- _TASK STATEMENT_
Reproduce the data below word for word, with no changes.

— START LISTED ENTRIES —

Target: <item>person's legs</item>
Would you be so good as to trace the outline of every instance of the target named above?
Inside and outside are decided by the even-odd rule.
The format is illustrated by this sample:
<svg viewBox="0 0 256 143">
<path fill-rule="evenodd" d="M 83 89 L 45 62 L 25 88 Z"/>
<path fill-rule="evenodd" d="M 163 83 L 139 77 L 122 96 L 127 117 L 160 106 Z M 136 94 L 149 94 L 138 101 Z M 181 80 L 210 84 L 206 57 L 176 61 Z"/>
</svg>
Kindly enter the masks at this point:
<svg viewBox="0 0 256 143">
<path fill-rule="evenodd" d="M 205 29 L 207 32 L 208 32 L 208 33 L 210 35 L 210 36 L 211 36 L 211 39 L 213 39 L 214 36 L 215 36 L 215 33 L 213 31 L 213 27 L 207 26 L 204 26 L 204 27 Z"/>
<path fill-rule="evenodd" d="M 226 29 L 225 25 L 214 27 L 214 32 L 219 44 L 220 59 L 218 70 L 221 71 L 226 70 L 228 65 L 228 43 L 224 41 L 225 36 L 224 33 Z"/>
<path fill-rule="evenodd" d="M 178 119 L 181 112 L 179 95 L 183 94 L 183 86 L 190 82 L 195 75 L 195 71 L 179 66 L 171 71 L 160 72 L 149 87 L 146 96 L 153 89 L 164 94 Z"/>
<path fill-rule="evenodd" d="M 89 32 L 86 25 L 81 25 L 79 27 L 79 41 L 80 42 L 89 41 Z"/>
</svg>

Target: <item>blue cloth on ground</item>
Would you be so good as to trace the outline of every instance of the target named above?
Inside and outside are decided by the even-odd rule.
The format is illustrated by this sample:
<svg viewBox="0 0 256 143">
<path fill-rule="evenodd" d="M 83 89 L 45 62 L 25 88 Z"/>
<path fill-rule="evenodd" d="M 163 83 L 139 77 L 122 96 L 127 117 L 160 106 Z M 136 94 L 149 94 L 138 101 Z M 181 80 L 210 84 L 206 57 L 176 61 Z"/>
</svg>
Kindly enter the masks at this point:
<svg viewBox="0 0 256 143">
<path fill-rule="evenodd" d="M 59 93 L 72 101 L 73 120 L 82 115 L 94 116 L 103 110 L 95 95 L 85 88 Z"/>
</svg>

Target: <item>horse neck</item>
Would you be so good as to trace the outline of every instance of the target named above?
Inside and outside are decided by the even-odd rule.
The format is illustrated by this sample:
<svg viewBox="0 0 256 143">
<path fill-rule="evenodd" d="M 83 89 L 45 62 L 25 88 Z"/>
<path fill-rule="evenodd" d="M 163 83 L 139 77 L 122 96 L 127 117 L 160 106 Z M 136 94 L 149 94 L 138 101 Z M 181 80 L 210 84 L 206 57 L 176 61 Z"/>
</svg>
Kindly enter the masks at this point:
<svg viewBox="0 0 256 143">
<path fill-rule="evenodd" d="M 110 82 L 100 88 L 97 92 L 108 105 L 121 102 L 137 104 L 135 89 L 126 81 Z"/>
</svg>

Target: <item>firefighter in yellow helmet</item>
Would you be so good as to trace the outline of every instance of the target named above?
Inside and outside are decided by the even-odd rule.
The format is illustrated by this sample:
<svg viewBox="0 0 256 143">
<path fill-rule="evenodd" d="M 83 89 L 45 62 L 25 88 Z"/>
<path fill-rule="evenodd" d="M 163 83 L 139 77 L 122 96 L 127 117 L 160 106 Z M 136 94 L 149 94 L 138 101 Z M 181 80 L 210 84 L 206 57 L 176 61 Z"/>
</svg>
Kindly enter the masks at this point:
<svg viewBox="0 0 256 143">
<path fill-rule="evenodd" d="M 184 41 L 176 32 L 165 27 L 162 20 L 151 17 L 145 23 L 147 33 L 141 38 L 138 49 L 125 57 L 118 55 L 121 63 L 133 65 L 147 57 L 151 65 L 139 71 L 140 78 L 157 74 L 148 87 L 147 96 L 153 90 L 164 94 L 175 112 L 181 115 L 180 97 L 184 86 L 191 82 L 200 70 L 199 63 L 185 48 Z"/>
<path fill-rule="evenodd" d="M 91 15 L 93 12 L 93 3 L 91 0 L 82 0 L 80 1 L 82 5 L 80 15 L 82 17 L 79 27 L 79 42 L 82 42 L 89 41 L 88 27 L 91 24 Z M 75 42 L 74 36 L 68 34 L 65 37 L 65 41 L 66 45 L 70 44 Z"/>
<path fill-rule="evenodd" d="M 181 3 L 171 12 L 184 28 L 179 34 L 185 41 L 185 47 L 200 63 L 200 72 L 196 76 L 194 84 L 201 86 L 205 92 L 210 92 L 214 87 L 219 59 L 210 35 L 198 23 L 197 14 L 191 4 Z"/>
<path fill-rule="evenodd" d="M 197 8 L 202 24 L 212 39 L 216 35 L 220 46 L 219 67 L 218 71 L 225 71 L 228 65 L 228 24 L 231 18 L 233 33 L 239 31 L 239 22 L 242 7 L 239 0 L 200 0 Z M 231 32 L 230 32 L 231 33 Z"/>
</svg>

— END LISTED ENTRIES —

- _IN RESPONSE_
Target: <item>person's legs</item>
Would you be so good as to trace the outline of every instance of the target named above?
Inside and outside are decided by the even-odd rule.
The format is illustrated by this sample:
<svg viewBox="0 0 256 143">
<path fill-rule="evenodd" d="M 83 89 L 45 62 L 25 88 Z"/>
<path fill-rule="evenodd" d="M 163 83 L 139 77 L 122 96 L 127 117 L 160 106 Z M 136 94 L 149 94 L 138 101 Z M 181 80 L 210 84 L 206 57 L 176 61 Z"/>
</svg>
Kindly enter the masks at this point:
<svg viewBox="0 0 256 143">
<path fill-rule="evenodd" d="M 205 29 L 207 32 L 208 32 L 208 33 L 210 35 L 210 36 L 211 36 L 211 39 L 213 39 L 214 36 L 215 36 L 215 33 L 213 31 L 213 27 L 207 26 L 204 26 L 204 27 Z"/>
<path fill-rule="evenodd" d="M 226 29 L 225 25 L 214 27 L 214 32 L 219 44 L 220 59 L 218 70 L 221 71 L 226 70 L 228 65 L 228 43 L 224 41 L 225 36 L 224 33 Z"/>
<path fill-rule="evenodd" d="M 178 119 L 181 112 L 179 95 L 183 94 L 183 86 L 190 82 L 195 75 L 195 71 L 179 66 L 171 71 L 160 72 L 149 87 L 146 96 L 153 89 L 164 94 Z"/>
<path fill-rule="evenodd" d="M 89 32 L 86 25 L 81 25 L 79 27 L 79 41 L 80 42 L 89 41 Z"/>
</svg>

Target: <item>blue cloth on ground</item>
Would you be so good as to trace the outline of every instance of the target named above?
Inside and outside are decided by the even-odd rule.
The format is illustrated by this sample:
<svg viewBox="0 0 256 143">
<path fill-rule="evenodd" d="M 83 89 L 45 62 L 25 88 Z"/>
<path fill-rule="evenodd" d="M 163 83 L 139 77 L 122 96 L 127 117 L 160 106 Z M 136 94 L 149 94 L 138 101 Z M 181 80 L 210 84 L 206 57 L 176 61 Z"/>
</svg>
Kindly enter the masks at this point:
<svg viewBox="0 0 256 143">
<path fill-rule="evenodd" d="M 59 93 L 72 101 L 73 120 L 82 115 L 94 116 L 103 110 L 95 95 L 85 88 Z"/>
</svg>

Target: <item>horse neck</item>
Would you be so good as to trace the outline of every instance of the target named above?
Inside and outside are decided by the even-odd rule.
The format is illustrated by this sample:
<svg viewBox="0 0 256 143">
<path fill-rule="evenodd" d="M 83 89 L 45 62 L 25 88 Z"/>
<path fill-rule="evenodd" d="M 163 83 L 139 77 L 122 96 L 127 117 L 160 106 Z M 136 94 L 149 94 L 138 101 Z M 181 80 L 210 84 L 206 57 L 176 61 Z"/>
</svg>
Kindly enter the masks at this point:
<svg viewBox="0 0 256 143">
<path fill-rule="evenodd" d="M 110 82 L 100 88 L 97 92 L 108 105 L 121 102 L 137 104 L 135 89 L 126 81 Z"/>
</svg>

Target: <item>firefighter in yellow helmet</item>
Would you be so good as to trace the outline of every instance of the target named above?
Inside and outside are decided by the even-odd rule.
The format is illustrated by this sample:
<svg viewBox="0 0 256 143">
<path fill-rule="evenodd" d="M 83 89 L 45 62 L 25 88 Z"/>
<path fill-rule="evenodd" d="M 163 83 L 139 77 L 122 96 L 127 117 L 160 106 Z M 136 94 L 149 94 L 138 101 Z M 181 80 L 210 84 L 206 57 L 176 61 Z"/>
</svg>
Kindly enter the masks at this point:
<svg viewBox="0 0 256 143">
<path fill-rule="evenodd" d="M 184 41 L 176 32 L 165 27 L 162 20 L 151 17 L 145 23 L 147 33 L 141 38 L 138 49 L 125 57 L 118 55 L 121 63 L 133 65 L 147 57 L 151 65 L 139 71 L 140 78 L 157 74 L 148 87 L 147 96 L 153 90 L 164 94 L 175 112 L 181 115 L 180 97 L 184 86 L 191 82 L 200 70 L 199 63 L 185 48 Z"/>
<path fill-rule="evenodd" d="M 91 15 L 93 12 L 93 3 L 91 0 L 82 0 L 80 1 L 82 5 L 80 15 L 82 17 L 79 27 L 79 42 L 82 42 L 89 41 L 88 27 L 91 24 Z M 75 42 L 74 36 L 68 34 L 65 37 L 65 41 L 66 45 L 70 44 Z"/>
<path fill-rule="evenodd" d="M 181 3 L 171 12 L 184 28 L 179 34 L 185 41 L 185 47 L 200 63 L 200 72 L 196 76 L 194 84 L 201 86 L 205 92 L 210 92 L 214 87 L 219 59 L 210 35 L 198 23 L 197 14 L 191 4 Z"/>
<path fill-rule="evenodd" d="M 197 8 L 202 24 L 212 39 L 216 35 L 220 46 L 219 67 L 218 71 L 225 71 L 228 65 L 228 24 L 231 18 L 233 33 L 239 31 L 239 22 L 242 7 L 239 0 L 200 0 Z M 231 32 L 230 32 L 231 33 Z"/>
</svg>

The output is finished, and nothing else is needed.